§ Teks:
Muhammad Ahmad
Sahal Mahfudz, yang lahir di desa Kajen, Margoyoso, Pati, Jawa Tenga, 17
Desember 1937, adalah putra KH Mahfudz Salam, ulama sepuh yang mendirikan
pesantren Maslakul Huda pada tahun 1910. Nasab Kiai
Sahal, berhulu pada KH Ahmad Mustamakkin, tokoh legendaris yang diyakini hidup
pada abad ke-18.
Kiai Sahal
adalah tipe seorang ulama yang sejak awal kehidupannya tumbuh dan berkembang
dalam tradisi pesantren. Pesantren sebagai bentuk lembaga pendidikan tertua di
Indonesia, dengan segala subkultur dan kekhasannya, telah membentuk pribadi dan
karakter Kiai Sahal.
Dengan Membaca
riwayat hidupnya, kita akan segera dapat menyimpulkan bahwa seluruh kehidupan
dan aktivitas Kiai Sahal selalu terkait dengan dunia pesantren. Pesantren
adalah tempat mencari ilmu dan sekaligus tempat pengabdiannya. Dedikasinya
sebagai pesantren, pengembangan masyarakat, dan pengembangan ilmu fikih, tidak
pernah diragukan. Ia bukan hanya seorang ulama yang ditunggu fatwanya, seorang
kiai yang dikelilingi ribuan santri, seorang pemikir yang menulis ratusan
risalah berbahasa Arab dan Indonesia, tapi juga aktifis LSM yang mempunyai
kepedulian tinggi terhadap problem masyarakat kecil disekelilingnya.
Peran dalam
organisasi pun sangat signifikan, terbukti tiga periode menjabat Rais Am Syuriah,
Pengurus Besar Nahdlatul Ulama sejak tahun 1999, dan ketua umum MUI sejak tahun
2000. Selain jabatannya di atas, jabatan lain yang pernah beliau emban adalah
rektor Inisnu Jepara , Jawa Tengah ( 1998-wafat), dan pengasuh Pondok Pesantren
Masakul Huda, Kajen, Pati (1936-wafat).

§ Soal Latihan:
1. Ganti "ulama" dengan "cendekiawan" lalu tulis ulang bagian teks biografi Kiai Sahal dari "Muhammad Ahmad" sampai "karakter Kiai Sahal.".
2. Ringkas paragraf dalam teks biografi Kiai Sahal yang dimulai dengan "Kiai Sahal adalah tipe seorang ulama" tanpa menghilangkan fakta utamanya.
3. Menurut teks biografi Kiai Sahal, mengapa seluruh kehidupan dan aktivitas Kiai Sahal selalu terkait dengan dunia pesantren? Jawab dalam satu sampai tiga kalimat.

§ Data Tersedia:
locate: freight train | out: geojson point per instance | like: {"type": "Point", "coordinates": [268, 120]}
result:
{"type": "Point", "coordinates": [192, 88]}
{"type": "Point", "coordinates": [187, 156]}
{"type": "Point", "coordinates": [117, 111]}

§ Jawaban Soal:
1.
Muhammad Ahmad
Sahal Mahfudz, yang lahir di desa Kajen, Margoyoso, Pati, Jawa Tenga, 17
Desember 1937, adalah putra KH Mahfudz Salam, cendekiawan sepuh yang mendirikan
pesantren Maslakul Huda pada tahun 1910. Nasab Kiai
Sahal, berhulu pada KH Ahmad Mustamakkin, tokoh legendaris yang diyakini hidup
pada abad ke-18.
Kiai Sahal
adalah tipe seorang cendekiawan yang sejak awal kehidupannya tumbuh dan berkembang
dalam tradisi pesantren. Pesantren sebagai bentuk lembaga pendidikan tertua di
Indonesia, dengan segala subkultur dan kekhasannya, telah membentuk pribadi dan
karakter Kiai Sahal.

2. Sejak awal hidupnya, Kiai Sahal tumbuh dan berkembang dalam tradisi pesantren. Pesantren adalah lembaga pendidikan tertua di Indonesia, dan dengan subkultur serta kekhasannya, pesantren membentuk pribadi dan karakternya.

3. Pesantren adalah tempat Kiai Sahal mencari ilmu sekaligus tempat pengabdiannya.